[Records from a pointing dataset]
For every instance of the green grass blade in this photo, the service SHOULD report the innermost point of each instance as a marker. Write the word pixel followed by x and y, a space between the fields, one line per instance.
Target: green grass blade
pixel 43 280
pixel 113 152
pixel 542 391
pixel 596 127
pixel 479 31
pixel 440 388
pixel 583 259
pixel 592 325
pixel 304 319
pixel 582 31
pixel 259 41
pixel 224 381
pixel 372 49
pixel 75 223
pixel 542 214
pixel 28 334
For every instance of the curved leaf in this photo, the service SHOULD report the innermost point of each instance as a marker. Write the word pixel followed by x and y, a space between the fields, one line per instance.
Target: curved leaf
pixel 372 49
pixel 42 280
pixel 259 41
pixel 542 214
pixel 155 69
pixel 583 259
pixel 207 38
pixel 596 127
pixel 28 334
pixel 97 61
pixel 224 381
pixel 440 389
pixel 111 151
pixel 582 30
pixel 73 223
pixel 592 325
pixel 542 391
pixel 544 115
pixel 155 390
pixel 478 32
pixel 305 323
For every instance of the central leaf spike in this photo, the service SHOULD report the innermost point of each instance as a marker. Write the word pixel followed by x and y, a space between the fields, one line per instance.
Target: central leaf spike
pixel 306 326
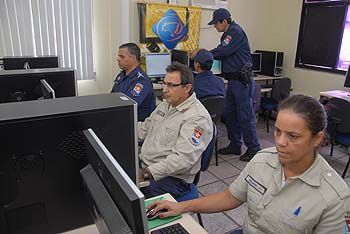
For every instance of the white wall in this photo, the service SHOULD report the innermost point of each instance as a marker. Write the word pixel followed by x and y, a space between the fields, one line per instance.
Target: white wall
pixel 274 25
pixel 269 24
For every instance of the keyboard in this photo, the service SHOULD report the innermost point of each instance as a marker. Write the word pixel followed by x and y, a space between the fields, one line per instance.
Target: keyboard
pixel 172 229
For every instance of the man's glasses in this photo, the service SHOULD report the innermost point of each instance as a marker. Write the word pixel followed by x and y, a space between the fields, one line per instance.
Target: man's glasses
pixel 170 85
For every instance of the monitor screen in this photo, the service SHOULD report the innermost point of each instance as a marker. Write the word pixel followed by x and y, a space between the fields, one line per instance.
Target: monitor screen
pixel 41 178
pixel 347 78
pixel 30 62
pixel 156 64
pixel 47 90
pixel 180 56
pixel 256 59
pixel 216 68
pixel 25 85
pixel 123 191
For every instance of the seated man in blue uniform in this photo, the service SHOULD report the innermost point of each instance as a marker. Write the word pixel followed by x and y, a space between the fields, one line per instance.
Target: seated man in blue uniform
pixel 134 82
pixel 206 83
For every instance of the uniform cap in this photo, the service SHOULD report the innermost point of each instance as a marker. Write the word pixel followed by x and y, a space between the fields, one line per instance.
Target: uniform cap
pixel 219 14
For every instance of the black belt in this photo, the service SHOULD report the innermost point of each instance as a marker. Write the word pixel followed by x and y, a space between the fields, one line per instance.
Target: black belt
pixel 232 76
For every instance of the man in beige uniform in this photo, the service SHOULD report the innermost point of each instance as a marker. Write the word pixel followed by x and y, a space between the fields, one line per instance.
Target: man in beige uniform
pixel 175 136
pixel 314 202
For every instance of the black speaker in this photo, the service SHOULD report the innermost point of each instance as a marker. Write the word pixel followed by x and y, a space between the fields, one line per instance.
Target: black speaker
pixel 271 63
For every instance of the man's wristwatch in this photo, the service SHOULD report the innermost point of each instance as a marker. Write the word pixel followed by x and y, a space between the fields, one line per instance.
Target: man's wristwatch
pixel 145 174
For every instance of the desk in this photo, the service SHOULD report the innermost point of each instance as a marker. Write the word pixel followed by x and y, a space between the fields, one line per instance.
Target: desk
pixel 335 93
pixel 186 220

### WHAT YOU HAVE TO DO
Copy every one of the records above word for word, without any change. Leave the pictures out of your copy.

### CORRECT ANSWER
For every instance of the green grass blade in this photo, the service SHOULD report the innermost point of each instance as a marker. Write the word pixel followed by x and y, a space between the fields, one line per instance.
Target: green grass blade
pixel 43 280
pixel 113 152
pixel 542 391
pixel 596 127
pixel 479 31
pixel 440 388
pixel 583 259
pixel 592 325
pixel 304 319
pixel 582 31
pixel 259 41
pixel 224 381
pixel 372 49
pixel 75 223
pixel 542 214
pixel 28 334
For every instance of the curved leaf in this photo, the service SHOULD report the innermost point of each instance as a marker. Write the word pixel followed by x and y, a space between the fields, one line per instance.
Target: curved leaf
pixel 372 49
pixel 42 280
pixel 259 41
pixel 542 214
pixel 155 69
pixel 583 259
pixel 207 38
pixel 596 127
pixel 28 334
pixel 97 61
pixel 224 381
pixel 440 389
pixel 111 151
pixel 582 30
pixel 73 223
pixel 592 325
pixel 542 391
pixel 544 115
pixel 155 390
pixel 478 32
pixel 305 323
For every instance of the central leaf spike in this photo, the service SHOULD report the innermost point of each instance as a marker. Write the word pixel followed by x and y, a space between the fields, one line per instance.
Target: central leaf spike
pixel 306 326
For every instance of the white wall in this photo, the service SHOULD report the innermost point of each instance as a marker. Write the word pixel followed by x and y, a space between the fields, one line per instance.
Target: white wall
pixel 274 25
pixel 269 24
For every instance of the keyboard in this photo, the service SHOULD report the innermost point of each instance as a marker. Write the word pixel followed by x and y, a space between the fields, one line per instance.
Target: keyboard
pixel 172 229
For every instance of the man's glasses in this photo, the service SHOULD report the innermost point of each instance as a marker. Write the word pixel followed by x and y, a space between the fields, one line per instance.
Target: man's glasses
pixel 170 85
For every instance of the monitor screen in this photo, the service SHOULD report the innermost point of each instance as a marker. Write the word pixel followed by x and y, a space between the fields, one line per instance.
Target: monitor screen
pixel 41 178
pixel 347 78
pixel 30 62
pixel 156 64
pixel 47 90
pixel 180 56
pixel 256 59
pixel 216 68
pixel 25 85
pixel 123 191
For every instance of the seated man in blue uniform in this photo, the service SHOULD report the innermost point of each instance as a marker. Write the word pixel followed by x and y, a space between the fields, one line per instance.
Target: seated man in blue uniform
pixel 134 82
pixel 206 83
For every instance of the uniform cap in this photo, the service SHOULD report the innermost point of each instance as a marker. Write the word pixel followed by x and y, a space between the fields, one line per instance.
Target: uniform cap
pixel 219 14
For every instance of the black belt in this photo, the service SHOULD report the innermost point of each instance as a marker. Write the word pixel followed by x and y, a space between the fields, one line per instance.
Target: black belt
pixel 232 76
For every instance of the man in beige uniform in this photo, the service SHOULD report the innermost point of each instance as a marker. Write the word pixel followed by x and y, a space between the fields, one line per instance.
Target: man in beige uniform
pixel 175 136
pixel 314 202
For every instance of the black speaker in this photo, the service SHOULD report the innermost point of each instance as a marker. Write the word pixel followed by x and y, a space between the fields, one line per instance.
Target: black speaker
pixel 271 63
For every instance of the man's wristwatch in this photo, the service SHOULD report the innermost point of each instance as a marker. Write the word pixel followed by x and y, a space between the fields, one line per instance.
Target: man's wristwatch
pixel 145 174
For every instance of the desk in this photo, the service SHOULD report the innermost point of each instance as a marker. Write the word pixel followed by x and y, a space between the fields, one line per instance.
Target: desk
pixel 335 93
pixel 186 220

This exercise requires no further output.